+++ SUPPLIED ENTRIES +++
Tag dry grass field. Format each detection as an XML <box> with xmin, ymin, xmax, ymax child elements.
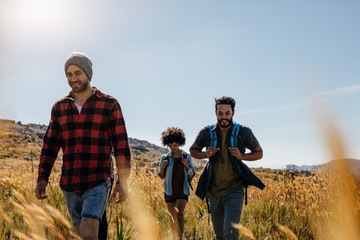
<box><xmin>0</xmin><ymin>119</ymin><xmax>360</xmax><ymax>240</ymax></box>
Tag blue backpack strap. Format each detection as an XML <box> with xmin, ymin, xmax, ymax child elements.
<box><xmin>209</xmin><ymin>124</ymin><xmax>217</xmax><ymax>148</ymax></box>
<box><xmin>230</xmin><ymin>122</ymin><xmax>240</xmax><ymax>148</ymax></box>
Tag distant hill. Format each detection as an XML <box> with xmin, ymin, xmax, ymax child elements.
<box><xmin>0</xmin><ymin>119</ymin><xmax>168</xmax><ymax>155</ymax></box>
<box><xmin>286</xmin><ymin>159</ymin><xmax>360</xmax><ymax>176</ymax></box>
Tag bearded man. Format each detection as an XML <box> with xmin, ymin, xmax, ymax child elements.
<box><xmin>190</xmin><ymin>97</ymin><xmax>265</xmax><ymax>239</ymax></box>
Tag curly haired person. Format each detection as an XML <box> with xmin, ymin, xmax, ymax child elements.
<box><xmin>158</xmin><ymin>127</ymin><xmax>195</xmax><ymax>239</ymax></box>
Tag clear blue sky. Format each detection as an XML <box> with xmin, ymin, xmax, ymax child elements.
<box><xmin>0</xmin><ymin>0</ymin><xmax>360</xmax><ymax>167</ymax></box>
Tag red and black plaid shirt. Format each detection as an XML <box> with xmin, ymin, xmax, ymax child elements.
<box><xmin>38</xmin><ymin>87</ymin><xmax>130</xmax><ymax>192</ymax></box>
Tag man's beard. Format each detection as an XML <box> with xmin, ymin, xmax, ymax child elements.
<box><xmin>71</xmin><ymin>81</ymin><xmax>89</xmax><ymax>93</ymax></box>
<box><xmin>218</xmin><ymin>118</ymin><xmax>233</xmax><ymax>128</ymax></box>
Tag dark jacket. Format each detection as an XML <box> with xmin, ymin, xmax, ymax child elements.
<box><xmin>195</xmin><ymin>126</ymin><xmax>265</xmax><ymax>199</ymax></box>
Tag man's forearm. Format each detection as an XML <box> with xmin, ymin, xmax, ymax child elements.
<box><xmin>190</xmin><ymin>147</ymin><xmax>206</xmax><ymax>159</ymax></box>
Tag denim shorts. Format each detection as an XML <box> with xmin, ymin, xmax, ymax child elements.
<box><xmin>164</xmin><ymin>193</ymin><xmax>189</xmax><ymax>202</ymax></box>
<box><xmin>62</xmin><ymin>178</ymin><xmax>111</xmax><ymax>226</ymax></box>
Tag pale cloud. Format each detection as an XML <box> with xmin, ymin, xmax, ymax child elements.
<box><xmin>317</xmin><ymin>84</ymin><xmax>360</xmax><ymax>96</ymax></box>
<box><xmin>240</xmin><ymin>84</ymin><xmax>360</xmax><ymax>115</ymax></box>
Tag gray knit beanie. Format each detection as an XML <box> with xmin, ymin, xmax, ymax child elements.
<box><xmin>65</xmin><ymin>52</ymin><xmax>92</xmax><ymax>80</ymax></box>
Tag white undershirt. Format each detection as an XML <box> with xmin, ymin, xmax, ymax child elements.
<box><xmin>74</xmin><ymin>102</ymin><xmax>82</xmax><ymax>114</ymax></box>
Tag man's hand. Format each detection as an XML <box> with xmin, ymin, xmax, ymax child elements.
<box><xmin>113</xmin><ymin>180</ymin><xmax>128</xmax><ymax>203</ymax></box>
<box><xmin>181</xmin><ymin>158</ymin><xmax>190</xmax><ymax>170</ymax></box>
<box><xmin>205</xmin><ymin>147</ymin><xmax>220</xmax><ymax>158</ymax></box>
<box><xmin>229</xmin><ymin>147</ymin><xmax>242</xmax><ymax>160</ymax></box>
<box><xmin>35</xmin><ymin>181</ymin><xmax>47</xmax><ymax>200</ymax></box>
<box><xmin>161</xmin><ymin>160</ymin><xmax>169</xmax><ymax>169</ymax></box>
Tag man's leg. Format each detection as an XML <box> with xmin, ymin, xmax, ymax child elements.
<box><xmin>99</xmin><ymin>210</ymin><xmax>108</xmax><ymax>240</ymax></box>
<box><xmin>175</xmin><ymin>198</ymin><xmax>187</xmax><ymax>239</ymax></box>
<box><xmin>224</xmin><ymin>191</ymin><xmax>244</xmax><ymax>239</ymax></box>
<box><xmin>166</xmin><ymin>202</ymin><xmax>178</xmax><ymax>237</ymax></box>
<box><xmin>79</xmin><ymin>217</ymin><xmax>100</xmax><ymax>240</ymax></box>
<box><xmin>79</xmin><ymin>179</ymin><xmax>111</xmax><ymax>239</ymax></box>
<box><xmin>98</xmin><ymin>178</ymin><xmax>114</xmax><ymax>240</ymax></box>
<box><xmin>208</xmin><ymin>197</ymin><xmax>225</xmax><ymax>240</ymax></box>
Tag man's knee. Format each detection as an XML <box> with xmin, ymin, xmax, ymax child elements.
<box><xmin>80</xmin><ymin>217</ymin><xmax>99</xmax><ymax>240</ymax></box>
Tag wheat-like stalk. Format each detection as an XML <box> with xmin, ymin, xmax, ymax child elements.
<box><xmin>232</xmin><ymin>223</ymin><xmax>256</xmax><ymax>240</ymax></box>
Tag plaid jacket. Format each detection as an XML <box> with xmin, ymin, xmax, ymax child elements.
<box><xmin>38</xmin><ymin>87</ymin><xmax>130</xmax><ymax>192</ymax></box>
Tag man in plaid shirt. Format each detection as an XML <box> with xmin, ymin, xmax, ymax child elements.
<box><xmin>35</xmin><ymin>52</ymin><xmax>131</xmax><ymax>239</ymax></box>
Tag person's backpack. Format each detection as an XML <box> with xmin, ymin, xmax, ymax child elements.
<box><xmin>209</xmin><ymin>122</ymin><xmax>252</xmax><ymax>205</ymax></box>
<box><xmin>164</xmin><ymin>152</ymin><xmax>196</xmax><ymax>190</ymax></box>
<box><xmin>209</xmin><ymin>122</ymin><xmax>241</xmax><ymax>148</ymax></box>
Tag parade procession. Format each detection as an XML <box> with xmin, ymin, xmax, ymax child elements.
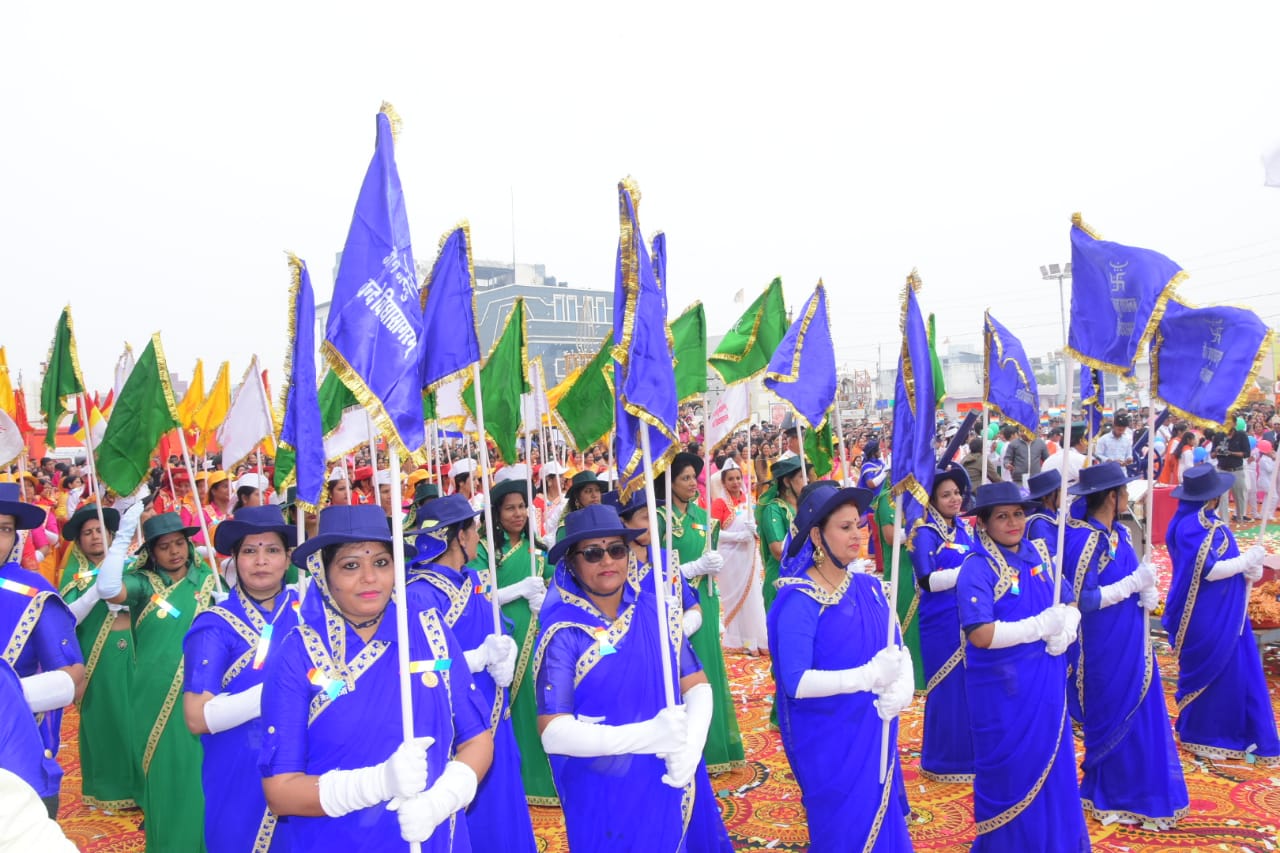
<box><xmin>0</xmin><ymin>8</ymin><xmax>1280</xmax><ymax>853</ymax></box>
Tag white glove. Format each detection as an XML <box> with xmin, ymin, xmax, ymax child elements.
<box><xmin>97</xmin><ymin>501</ymin><xmax>143</xmax><ymax>601</ymax></box>
<box><xmin>484</xmin><ymin>634</ymin><xmax>520</xmax><ymax>688</ymax></box>
<box><xmin>680</xmin><ymin>608</ymin><xmax>703</xmax><ymax>637</ymax></box>
<box><xmin>662</xmin><ymin>684</ymin><xmax>714</xmax><ymax>788</ymax></box>
<box><xmin>796</xmin><ymin>646</ymin><xmax>902</xmax><ymax>699</ymax></box>
<box><xmin>205</xmin><ymin>684</ymin><xmax>262</xmax><ymax>734</ymax></box>
<box><xmin>543</xmin><ymin>704</ymin><xmax>689</xmax><ymax>758</ymax></box>
<box><xmin>988</xmin><ymin>605</ymin><xmax>1066</xmax><ymax>648</ymax></box>
<box><xmin>67</xmin><ymin>584</ymin><xmax>102</xmax><ymax>625</ymax></box>
<box><xmin>680</xmin><ymin>551</ymin><xmax>724</xmax><ymax>580</ymax></box>
<box><xmin>1044</xmin><ymin>605</ymin><xmax>1080</xmax><ymax>657</ymax></box>
<box><xmin>320</xmin><ymin>738</ymin><xmax>435</xmax><ymax>817</ymax></box>
<box><xmin>498</xmin><ymin>575</ymin><xmax>547</xmax><ymax>605</ymax></box>
<box><xmin>928</xmin><ymin>569</ymin><xmax>960</xmax><ymax>592</ymax></box>
<box><xmin>22</xmin><ymin>670</ymin><xmax>76</xmax><ymax>713</ymax></box>
<box><xmin>872</xmin><ymin>646</ymin><xmax>915</xmax><ymax>721</ymax></box>
<box><xmin>387</xmin><ymin>761</ymin><xmax>479</xmax><ymax>844</ymax></box>
<box><xmin>1138</xmin><ymin>589</ymin><xmax>1160</xmax><ymax>611</ymax></box>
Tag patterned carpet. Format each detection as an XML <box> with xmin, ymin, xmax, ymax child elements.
<box><xmin>59</xmin><ymin>540</ymin><xmax>1280</xmax><ymax>853</ymax></box>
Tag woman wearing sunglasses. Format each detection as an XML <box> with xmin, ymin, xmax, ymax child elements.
<box><xmin>956</xmin><ymin>483</ymin><xmax>1089</xmax><ymax>853</ymax></box>
<box><xmin>534</xmin><ymin>505</ymin><xmax>712</xmax><ymax>853</ymax></box>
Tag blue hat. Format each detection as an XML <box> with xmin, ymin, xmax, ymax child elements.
<box><xmin>289</xmin><ymin>503</ymin><xmax>413</xmax><ymax>569</ymax></box>
<box><xmin>786</xmin><ymin>480</ymin><xmax>876</xmax><ymax>557</ymax></box>
<box><xmin>1068</xmin><ymin>462</ymin><xmax>1138</xmax><ymax>497</ymax></box>
<box><xmin>973</xmin><ymin>482</ymin><xmax>1036</xmax><ymax>512</ymax></box>
<box><xmin>1027</xmin><ymin>470</ymin><xmax>1062</xmax><ymax>501</ymax></box>
<box><xmin>0</xmin><ymin>483</ymin><xmax>45</xmax><ymax>530</ymax></box>
<box><xmin>1170</xmin><ymin>462</ymin><xmax>1235</xmax><ymax>501</ymax></box>
<box><xmin>547</xmin><ymin>503</ymin><xmax>644</xmax><ymax>564</ymax></box>
<box><xmin>214</xmin><ymin>503</ymin><xmax>298</xmax><ymax>553</ymax></box>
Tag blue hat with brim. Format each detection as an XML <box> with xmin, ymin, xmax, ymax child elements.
<box><xmin>786</xmin><ymin>480</ymin><xmax>876</xmax><ymax>557</ymax></box>
<box><xmin>291</xmin><ymin>503</ymin><xmax>413</xmax><ymax>569</ymax></box>
<box><xmin>973</xmin><ymin>483</ymin><xmax>1037</xmax><ymax>512</ymax></box>
<box><xmin>1027</xmin><ymin>470</ymin><xmax>1062</xmax><ymax>501</ymax></box>
<box><xmin>1170</xmin><ymin>462</ymin><xmax>1235</xmax><ymax>501</ymax></box>
<box><xmin>547</xmin><ymin>503</ymin><xmax>644</xmax><ymax>564</ymax></box>
<box><xmin>1066</xmin><ymin>462</ymin><xmax>1138</xmax><ymax>497</ymax></box>
<box><xmin>214</xmin><ymin>503</ymin><xmax>298</xmax><ymax>553</ymax></box>
<box><xmin>0</xmin><ymin>483</ymin><xmax>45</xmax><ymax>530</ymax></box>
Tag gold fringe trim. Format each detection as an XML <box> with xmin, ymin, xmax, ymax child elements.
+++
→ **SHORT TASK**:
Please quote word for word the part of the listing above that opens with the line containing "Tag woman wearing" and closes with the listing's final line.

→ **COMPLETED TASK**:
Tag woman wearing sunglasses. Format each detection as an XML <box> with xmin, ymin, xmax, ymax child elements.
<box><xmin>956</xmin><ymin>483</ymin><xmax>1089</xmax><ymax>853</ymax></box>
<box><xmin>534</xmin><ymin>505</ymin><xmax>712</xmax><ymax>853</ymax></box>
Tag blue hat. Format each detection as an XML <box> with xmin, ymin, xmax, ymax child elements.
<box><xmin>289</xmin><ymin>503</ymin><xmax>413</xmax><ymax>569</ymax></box>
<box><xmin>786</xmin><ymin>480</ymin><xmax>876</xmax><ymax>557</ymax></box>
<box><xmin>1068</xmin><ymin>462</ymin><xmax>1138</xmax><ymax>497</ymax></box>
<box><xmin>973</xmin><ymin>482</ymin><xmax>1036</xmax><ymax>512</ymax></box>
<box><xmin>1027</xmin><ymin>470</ymin><xmax>1062</xmax><ymax>501</ymax></box>
<box><xmin>0</xmin><ymin>483</ymin><xmax>45</xmax><ymax>530</ymax></box>
<box><xmin>1170</xmin><ymin>462</ymin><xmax>1235</xmax><ymax>501</ymax></box>
<box><xmin>547</xmin><ymin>503</ymin><xmax>644</xmax><ymax>564</ymax></box>
<box><xmin>214</xmin><ymin>503</ymin><xmax>298</xmax><ymax>553</ymax></box>
Tag blue hat with brim. Format each detection as an XML <box> with xmin, ymin, xmax, ymax child elements.
<box><xmin>786</xmin><ymin>480</ymin><xmax>876</xmax><ymax>557</ymax></box>
<box><xmin>291</xmin><ymin>503</ymin><xmax>413</xmax><ymax>569</ymax></box>
<box><xmin>973</xmin><ymin>483</ymin><xmax>1037</xmax><ymax>512</ymax></box>
<box><xmin>1027</xmin><ymin>470</ymin><xmax>1062</xmax><ymax>501</ymax></box>
<box><xmin>1170</xmin><ymin>462</ymin><xmax>1235</xmax><ymax>501</ymax></box>
<box><xmin>547</xmin><ymin>503</ymin><xmax>644</xmax><ymax>564</ymax></box>
<box><xmin>1066</xmin><ymin>462</ymin><xmax>1138</xmax><ymax>497</ymax></box>
<box><xmin>214</xmin><ymin>503</ymin><xmax>298</xmax><ymax>553</ymax></box>
<box><xmin>0</xmin><ymin>483</ymin><xmax>45</xmax><ymax>530</ymax></box>
Tag gold fringe trim. Format each detection as an XML <box> with xmin, ymin, xmax, ymax child elements.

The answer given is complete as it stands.